**TEXTO CITADO**
O texto de “Isso te interessa?” trabalha – na tradução de Giovana Soar e de Márcio Abreu – com uma beleza poética que o “rípio”, a “zeppa”, os “turn ancillaries”, não sei se caberia em francês o termo “remplage” ou “remplissage” provocam a cada frase proferida pelos atores, pelos personagens, pelos personagens/atores, naquela troca de falas que não são réplicas, são poesia pura, pois ao invés de serem defeito, por serem remendos, até fragilidades do texto, consertos, deslizes, quedas de tensão, até mesmo as desventuras que por vezes contaminam a pretensa harmonia e essencialidade da estrutura, como ensina sobre o “rípio” o teórico italiano Pareyson, citado por Umberto Eco no seu livro de ensaios “Sobre a Literatura”, os “rípios” da montagem da CBT são essenciais por serem belos. São eles, acima de tudo, que trazem esse ar novo para a estrutura, para a construção e para a beleza da montagem.

**DADOS FORNECIDOS**
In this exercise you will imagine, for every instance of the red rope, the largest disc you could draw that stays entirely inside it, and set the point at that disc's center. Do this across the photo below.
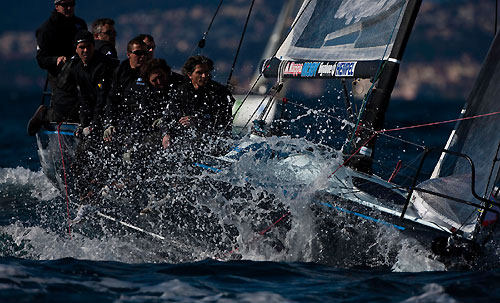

**O QUE FAZER**
Reproduza por inteiro, palavra por palavra, o texto sobre a montagem de “Isso te interessa?”.

**SUA RESPOSTA**
O texto de “Isso te interessa?” trabalha – na tradução de Giovana Soar e de Márcio Abreu – com uma beleza poética que o “rípio”, a “zeppa”, os “turn ancillaries”, não sei se caberia em francês o termo “remplage” ou “remplissage” provocam a cada frase proferida pelos atores, pelos personagens, pelos personagens/atores, naquela troca de falas que não são réplicas, são poesia pura, pois ao invés de serem defeito, por serem remendos, até fragilidades do texto, consertos, deslizes, quedas de tensão, até mesmo as desventuras que por vezes contaminam a pretensa harmonia e essencialidade da estrutura, como ensina sobre o “rípio” o teórico italiano Pareyson, citado por Umberto Eco no seu livro de ensaios “Sobre a Literatura”, os “rípios” da montagem da CBT são essenciais por serem belos. São eles, acima de tudo, que trazem esse ar novo para a estrutura, para a construção e para a beleza da montagem.